%%
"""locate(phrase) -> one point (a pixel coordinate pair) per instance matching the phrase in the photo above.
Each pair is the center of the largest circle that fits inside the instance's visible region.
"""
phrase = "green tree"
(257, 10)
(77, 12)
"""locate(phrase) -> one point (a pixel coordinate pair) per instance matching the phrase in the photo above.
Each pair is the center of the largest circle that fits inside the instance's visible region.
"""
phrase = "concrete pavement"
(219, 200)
%%
**Exercise description:** Every record above needs to be given again exactly.

**Response to the exercise:**
"""locate(phrase) -> one point (a pixel coordinate pair) per instance matching the phrase in the photo above.
Each pair is the center of the largest circle that fits inside the instance's visible region.
"""
phrase = "green tree"
(257, 10)
(77, 12)
"""locate(phrase) -> one point (a pixel coordinate pair) per instance matching the phrase in the photo above.
Each pair is the center of the largest circle that fits inside the instance's visible region.
"""
phrase = "concrete pavement"
(219, 200)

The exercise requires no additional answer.